SHORT EXERCISE. Copy the records below exactly, omitting any pictures they contain.
..............................
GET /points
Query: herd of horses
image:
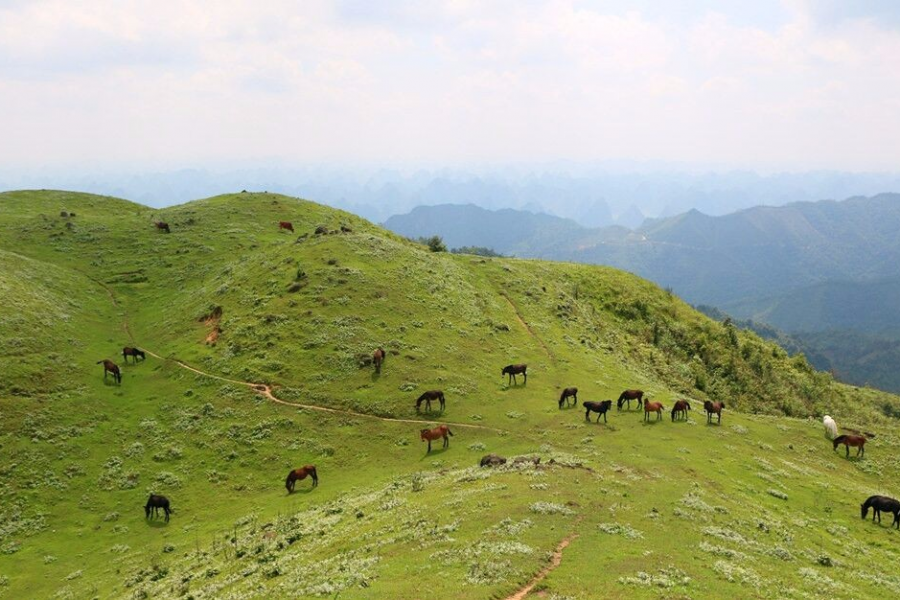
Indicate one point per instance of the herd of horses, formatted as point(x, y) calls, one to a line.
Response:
point(568, 397)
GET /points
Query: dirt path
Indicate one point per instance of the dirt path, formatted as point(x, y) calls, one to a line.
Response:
point(555, 561)
point(527, 328)
point(266, 390)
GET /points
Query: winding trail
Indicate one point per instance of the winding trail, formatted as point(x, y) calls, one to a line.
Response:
..............................
TASK ANSWER.
GET /points
Query: herd of horses
image:
Indicate one point per instance of the herd of horses, formatted as point(x, y) calls, one to a line.
Response:
point(568, 397)
GET /points
Query: dirt path
Indicate one point per instance of the dirt path, formatted as point(x, y) calls, one to a line.
Response:
point(555, 561)
point(527, 328)
point(266, 390)
GET /points
Query: winding trail
Indicate one point per instance of the winding trail, formatted as point(x, y) calls, one to a line.
Response:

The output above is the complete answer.